With the pictures omitted, transcribe each line below exactly as it is.
(Available data Opens)
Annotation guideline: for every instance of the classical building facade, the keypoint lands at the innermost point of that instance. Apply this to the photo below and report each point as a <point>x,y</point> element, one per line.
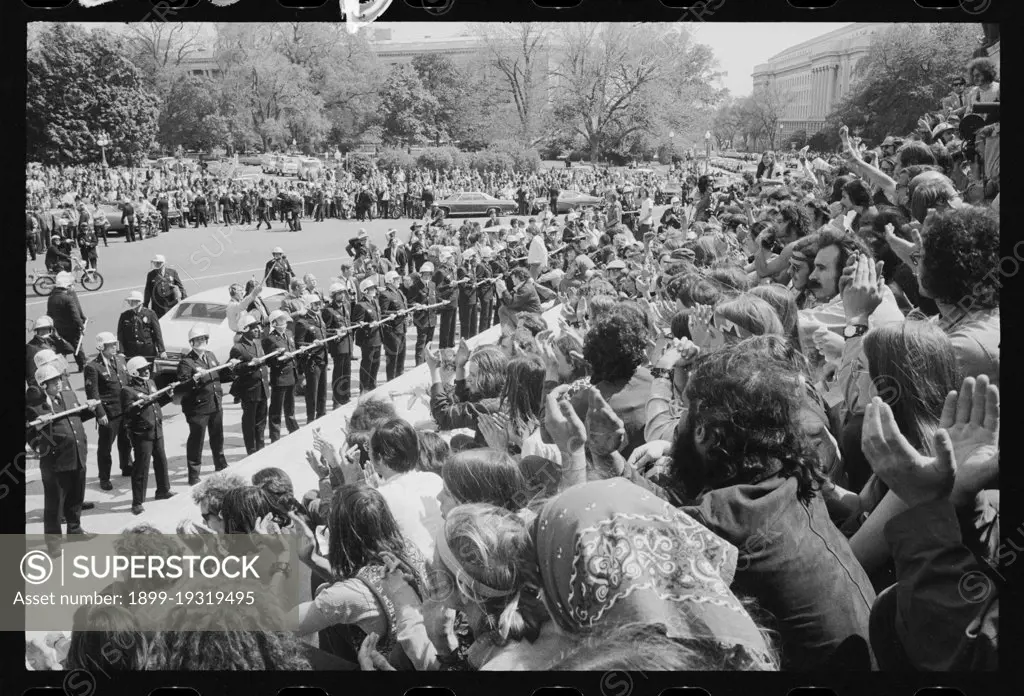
<point>815,75</point>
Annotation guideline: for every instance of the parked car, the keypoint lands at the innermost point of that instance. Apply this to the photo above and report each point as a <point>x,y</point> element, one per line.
<point>208,308</point>
<point>475,203</point>
<point>567,200</point>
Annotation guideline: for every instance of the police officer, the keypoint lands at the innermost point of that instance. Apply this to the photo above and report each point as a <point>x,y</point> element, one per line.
<point>105,375</point>
<point>69,319</point>
<point>62,450</point>
<point>369,339</point>
<point>252,382</point>
<point>283,375</point>
<point>44,339</point>
<point>448,291</point>
<point>163,287</point>
<point>309,329</point>
<point>138,330</point>
<point>201,402</point>
<point>87,244</point>
<point>420,290</point>
<point>278,270</point>
<point>337,317</point>
<point>469,308</point>
<point>144,424</point>
<point>392,302</point>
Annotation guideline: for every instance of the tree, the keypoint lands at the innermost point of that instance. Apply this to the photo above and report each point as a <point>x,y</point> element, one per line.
<point>905,74</point>
<point>620,83</point>
<point>78,85</point>
<point>519,52</point>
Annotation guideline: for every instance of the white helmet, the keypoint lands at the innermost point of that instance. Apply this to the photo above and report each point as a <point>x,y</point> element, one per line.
<point>104,339</point>
<point>136,363</point>
<point>247,320</point>
<point>47,373</point>
<point>44,356</point>
<point>198,332</point>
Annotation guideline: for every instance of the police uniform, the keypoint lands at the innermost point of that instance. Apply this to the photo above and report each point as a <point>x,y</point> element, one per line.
<point>103,380</point>
<point>393,333</point>
<point>308,329</point>
<point>370,341</point>
<point>62,452</point>
<point>144,425</point>
<point>252,387</point>
<point>341,351</point>
<point>138,334</point>
<point>283,379</point>
<point>202,406</point>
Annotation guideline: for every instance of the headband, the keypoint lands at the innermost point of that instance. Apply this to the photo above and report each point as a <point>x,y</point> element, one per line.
<point>455,567</point>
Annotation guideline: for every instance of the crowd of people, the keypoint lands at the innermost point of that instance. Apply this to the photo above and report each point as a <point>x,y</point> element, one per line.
<point>761,434</point>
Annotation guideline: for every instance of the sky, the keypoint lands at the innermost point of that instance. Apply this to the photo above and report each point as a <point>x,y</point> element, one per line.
<point>738,46</point>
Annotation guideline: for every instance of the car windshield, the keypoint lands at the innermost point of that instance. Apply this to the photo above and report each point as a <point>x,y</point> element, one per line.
<point>208,312</point>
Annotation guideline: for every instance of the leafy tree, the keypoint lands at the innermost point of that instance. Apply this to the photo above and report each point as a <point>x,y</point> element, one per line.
<point>905,74</point>
<point>80,84</point>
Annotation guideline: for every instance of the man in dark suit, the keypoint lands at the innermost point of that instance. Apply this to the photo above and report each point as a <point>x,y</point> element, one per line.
<point>144,424</point>
<point>163,287</point>
<point>279,271</point>
<point>420,291</point>
<point>62,451</point>
<point>45,339</point>
<point>283,375</point>
<point>69,319</point>
<point>309,329</point>
<point>392,303</point>
<point>370,338</point>
<point>522,299</point>
<point>337,317</point>
<point>252,382</point>
<point>104,377</point>
<point>201,402</point>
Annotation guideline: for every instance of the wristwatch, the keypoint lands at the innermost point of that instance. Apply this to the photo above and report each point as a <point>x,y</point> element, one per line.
<point>852,331</point>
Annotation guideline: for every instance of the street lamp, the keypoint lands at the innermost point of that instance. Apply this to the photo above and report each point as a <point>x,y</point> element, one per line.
<point>102,139</point>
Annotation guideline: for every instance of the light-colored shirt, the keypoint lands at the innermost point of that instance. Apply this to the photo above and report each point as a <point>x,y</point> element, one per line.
<point>413,499</point>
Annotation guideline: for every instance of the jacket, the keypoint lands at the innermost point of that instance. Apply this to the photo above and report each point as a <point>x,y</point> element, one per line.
<point>203,398</point>
<point>104,383</point>
<point>283,372</point>
<point>61,443</point>
<point>251,383</point>
<point>147,420</point>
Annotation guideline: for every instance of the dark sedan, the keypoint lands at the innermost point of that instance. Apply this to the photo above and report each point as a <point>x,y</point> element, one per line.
<point>568,200</point>
<point>475,203</point>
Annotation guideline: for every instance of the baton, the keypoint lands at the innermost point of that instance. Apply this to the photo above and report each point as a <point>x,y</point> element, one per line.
<point>49,418</point>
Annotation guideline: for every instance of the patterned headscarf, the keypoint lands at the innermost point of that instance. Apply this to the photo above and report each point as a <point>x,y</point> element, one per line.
<point>609,551</point>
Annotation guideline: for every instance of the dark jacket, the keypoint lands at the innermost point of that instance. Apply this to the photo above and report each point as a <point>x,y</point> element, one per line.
<point>251,383</point>
<point>283,372</point>
<point>64,307</point>
<point>61,443</point>
<point>339,317</point>
<point>147,420</point>
<point>203,398</point>
<point>139,333</point>
<point>367,311</point>
<point>392,333</point>
<point>105,383</point>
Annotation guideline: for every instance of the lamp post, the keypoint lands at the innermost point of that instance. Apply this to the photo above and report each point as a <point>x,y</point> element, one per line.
<point>102,139</point>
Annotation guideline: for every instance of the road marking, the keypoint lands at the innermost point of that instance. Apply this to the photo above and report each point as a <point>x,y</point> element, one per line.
<point>85,295</point>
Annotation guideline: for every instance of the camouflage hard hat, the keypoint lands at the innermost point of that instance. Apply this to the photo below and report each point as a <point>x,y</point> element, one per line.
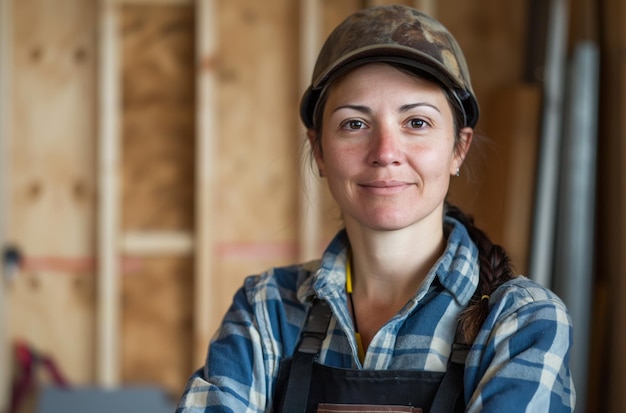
(Available data Closes)
Completed task
Annotation guideline: for every instance of the classical building facade, the keypoint lands at the innermost point of that instance. Apply this to the photo below and report each point as a <point>x,y</point> element, one per line.
<point>815,75</point>
Annotation guideline: for every instance of the parked car, the keypoint lands at the innermost point of that instance. Apply this to the photo above and report each point as a <point>x,y</point> element, one per line.
<point>208,308</point>
<point>475,203</point>
<point>567,200</point>
Annotation guideline: for every instance of the police officer, the keypoint lands at the innermost point of that instance. Apply this to the photo above and report each point as a <point>x,y</point> element, one per line.
<point>105,375</point>
<point>69,319</point>
<point>62,450</point>
<point>369,339</point>
<point>252,382</point>
<point>283,375</point>
<point>44,339</point>
<point>448,291</point>
<point>163,287</point>
<point>309,329</point>
<point>138,330</point>
<point>201,402</point>
<point>87,244</point>
<point>420,290</point>
<point>278,270</point>
<point>337,317</point>
<point>469,308</point>
<point>144,424</point>
<point>392,302</point>
Annotation guideline: for every instance of the tree, the keypoint lands at the innermost point of that instance. Apply this to the photo above and report each point as a <point>x,y</point> element, one per line.
<point>905,74</point>
<point>620,83</point>
<point>78,85</point>
<point>519,52</point>
Annotation guideline: for every instance of the white helmet, the keypoint lands at the innermost point of that instance. Apply this to the photo above and report each point as a <point>x,y</point> element, one per line.
<point>104,339</point>
<point>136,363</point>
<point>247,320</point>
<point>47,373</point>
<point>44,356</point>
<point>198,332</point>
Annotation guideline: for every instance of the police uniform, the keypoint lands at the innermost point of that instance. Apply this to the photo above and report each point as a <point>x,y</point> element, one per line.
<point>103,380</point>
<point>393,333</point>
<point>308,329</point>
<point>370,341</point>
<point>62,452</point>
<point>144,425</point>
<point>252,387</point>
<point>341,351</point>
<point>138,334</point>
<point>283,379</point>
<point>202,406</point>
Annotation guideline: for every instance of the headband, the keypoint lands at the innermost point of that instance. Apply this to the photo above and report each point as a <point>x,y</point> element, one per line.
<point>455,567</point>
Annotation guideline: for every instance of the crowd of people, the keypoint lands at the innermost point of that instance. Apply this to the photo above and report each point as a <point>x,y</point> element, one per line.
<point>761,434</point>
Annotation guideline: for every instance of the sky, the keypoint lands at the innermost point of that instance. Apply this to the photo above and report each point as a <point>x,y</point> element, one per line.
<point>738,46</point>
Annotation guideline: for every instance of the car windshield, the keypoint lands at the innermost point of that instance. Apply this to the photo above and report each point as a <point>x,y</point> element, one per line.
<point>208,312</point>
Annotation guideline: for every instance of the leafy tree, the keypoint lands at the innermost point of that instance. Apply this to the photo above and report each point as a <point>x,y</point> element, one per line.
<point>905,74</point>
<point>80,84</point>
Annotation guideline: for every instance of the man in dark suit, the keypoint lands at the innermost point of that instance. Apply this to the photo above and report each point as a <point>x,y</point> element, one per line.
<point>144,424</point>
<point>163,287</point>
<point>279,271</point>
<point>420,291</point>
<point>62,451</point>
<point>45,339</point>
<point>283,375</point>
<point>69,319</point>
<point>309,329</point>
<point>392,303</point>
<point>370,338</point>
<point>522,299</point>
<point>337,317</point>
<point>252,382</point>
<point>104,377</point>
<point>201,402</point>
Annotation guideline: for every instance of the wristwatch, the keypoint lands at the innermost point of that instance. Apply this to the photo above and report each point as a <point>x,y</point> element, one per line.
<point>852,331</point>
Annotation guideline: for every instance of the street lamp, the keypoint lands at the innermost point of that instance. Apply this to the photo above and report each point as a <point>x,y</point> element, one per line.
<point>102,139</point>
Annotation guideline: for every instance of the light-colored shirt, the keypoint lands at the innermost point of that instance. Apply this to the photo above and report each point as a <point>x,y</point> element, one per line.
<point>413,499</point>
Annotation guideline: for every instance of the jacket, the keypoint lands at the innermost point of that instance. Apply this to the photo above and report each point as a <point>x,y</point> element, one per line.
<point>203,398</point>
<point>104,383</point>
<point>283,372</point>
<point>61,443</point>
<point>251,383</point>
<point>147,420</point>
Annotation guideline: for every instance of the dark sedan, the keypoint lands at the innermost point of that instance. Apply this to the photo above and report each point as a <point>x,y</point> element, one per line.
<point>568,200</point>
<point>475,203</point>
Annotation guideline: for every instance of the baton, the keypoint lands at the innermost point of that instance. Apply this to the photo above and report each point as a <point>x,y</point> element, one per line.
<point>49,418</point>
Annotation guideline: for every instance of the patterned headscarf, the keypoint lands at the innermost point of that instance. Apply this to the photo above and report each point as a <point>x,y</point> element, one per line.
<point>609,551</point>
Annotation guideline: for every instance of the dark jacket, the keypoint lands at the innermost point of that instance. Apply this to the photo above and report each point as a <point>x,y</point> element, one per line.
<point>251,383</point>
<point>283,372</point>
<point>64,307</point>
<point>61,443</point>
<point>339,317</point>
<point>147,420</point>
<point>203,398</point>
<point>139,333</point>
<point>367,311</point>
<point>392,333</point>
<point>105,383</point>
Annotation guideline: for every instance of the lamp post, the keypoint lands at the innermost point of that instance. Apply this to the photo above and report each point as a <point>x,y</point> element, one per line.
<point>102,139</point>
Annotation guideline: for every instance of the road marking, the keypoint lands at the innermost point of that instance. Apply this to the photo above and report each point as a <point>x,y</point> element, one per line.
<point>85,295</point>
Annotation guideline: for every instance of the camouflage hard hat, the keypoint lands at the innermost point of that instance. Apply this to the photo below and report each point as a <point>x,y</point> element, one per line.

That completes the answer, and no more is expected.